--- begin DATA LISTING ---

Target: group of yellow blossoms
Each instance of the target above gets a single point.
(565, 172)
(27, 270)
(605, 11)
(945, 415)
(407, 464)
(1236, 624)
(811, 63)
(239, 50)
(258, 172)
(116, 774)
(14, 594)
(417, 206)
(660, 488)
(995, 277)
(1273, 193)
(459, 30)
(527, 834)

--- end DATA LISTING ---

Switch "yellow blossoms" to "white blossoms" throughout the records above, and reproduce every line otherwise unchanged.

## [TASK ANSWER]
Target: group of white blossoms
Each instance of the target above gets a single point.
(565, 172)
(27, 270)
(605, 11)
(945, 415)
(407, 464)
(1236, 624)
(811, 63)
(239, 50)
(258, 172)
(116, 774)
(14, 594)
(417, 206)
(660, 488)
(995, 277)
(1273, 193)
(459, 30)
(527, 834)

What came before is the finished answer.